**How to complete this task**: Every line of the records counts; transcribe each one exactly.

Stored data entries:
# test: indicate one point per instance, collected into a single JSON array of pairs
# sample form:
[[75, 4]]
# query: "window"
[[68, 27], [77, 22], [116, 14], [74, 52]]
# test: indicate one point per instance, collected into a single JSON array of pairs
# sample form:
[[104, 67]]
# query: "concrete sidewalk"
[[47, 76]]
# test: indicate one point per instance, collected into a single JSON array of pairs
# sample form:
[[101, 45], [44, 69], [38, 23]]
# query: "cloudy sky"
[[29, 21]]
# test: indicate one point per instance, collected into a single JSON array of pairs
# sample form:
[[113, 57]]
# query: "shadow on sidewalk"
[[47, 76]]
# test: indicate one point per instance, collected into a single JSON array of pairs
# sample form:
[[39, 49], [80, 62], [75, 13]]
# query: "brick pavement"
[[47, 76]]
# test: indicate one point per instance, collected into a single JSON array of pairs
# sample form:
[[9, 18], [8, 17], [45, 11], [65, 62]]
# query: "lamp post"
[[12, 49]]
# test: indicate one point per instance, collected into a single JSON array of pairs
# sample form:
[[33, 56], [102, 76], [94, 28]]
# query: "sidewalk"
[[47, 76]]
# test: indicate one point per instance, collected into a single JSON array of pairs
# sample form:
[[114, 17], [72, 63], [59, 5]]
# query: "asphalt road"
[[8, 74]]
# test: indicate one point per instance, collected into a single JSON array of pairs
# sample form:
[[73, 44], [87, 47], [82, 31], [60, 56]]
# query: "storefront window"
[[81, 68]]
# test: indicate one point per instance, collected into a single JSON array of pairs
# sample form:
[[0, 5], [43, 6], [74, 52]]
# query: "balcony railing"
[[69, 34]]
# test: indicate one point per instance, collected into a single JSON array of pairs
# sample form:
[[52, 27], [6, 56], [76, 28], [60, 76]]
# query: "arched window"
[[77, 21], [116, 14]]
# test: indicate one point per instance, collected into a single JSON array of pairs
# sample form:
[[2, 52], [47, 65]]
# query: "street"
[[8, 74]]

**Exercise output**:
# test: indicate one point per instance, collected into a single JSON array of pairs
# sample form:
[[75, 4]]
# query: "window"
[[68, 27], [77, 22], [116, 14], [74, 52]]
# test: indicate one point per instance, collected into a single JSON array of pairs
# sample form:
[[104, 67]]
# query: "concrete sidewalk"
[[47, 76]]
# test: indicate one point per instance, collected into a single JSON array of pairs
# sample form:
[[101, 45], [44, 69], [38, 23]]
# query: "cloudy sky"
[[29, 21]]
# test: indicate one point per instance, collected into a single JSON array of pairs
# sample form:
[[113, 57]]
# query: "shadow on sidewalk"
[[47, 76]]
# test: indicate one point per instance, collected into a single JSON array of pairs
# sample form:
[[39, 49], [80, 62], [75, 13]]
# query: "brick pavement"
[[47, 76]]
# test: indicate one point per instance, collected into a single JSON array of pairs
# sample form:
[[9, 18], [8, 17], [45, 11], [65, 62]]
# query: "lamp post"
[[12, 49]]
# test: indicate one point per instance, collected into a single JSON array of pairs
# sample form:
[[33, 56], [102, 76], [94, 28]]
# query: "sidewalk"
[[47, 76]]
# test: indicate one point per instance, collected into a single JSON array of pairs
# sample form:
[[114, 17], [72, 63], [59, 5]]
# query: "asphalt road"
[[8, 74]]
# test: indicate one point per instance, collected into a single JSON array of pairs
# sample form:
[[73, 44], [87, 47], [82, 31], [60, 56]]
# query: "storefront window"
[[81, 68]]
# test: indicate one point per instance, collected into a single JSON array of pairs
# sample form:
[[0, 5], [43, 6], [74, 52]]
# query: "balcony railing"
[[69, 34]]
# test: indicate one point per instance, collected into a single JSON array of pairs
# sample form:
[[52, 27], [6, 56], [76, 28], [60, 76]]
# query: "arched window"
[[77, 21], [116, 14]]
# test: indicate one point per instance, collected into a single JSON array of pairs
# sample form:
[[2, 52], [47, 65]]
# query: "street"
[[8, 74]]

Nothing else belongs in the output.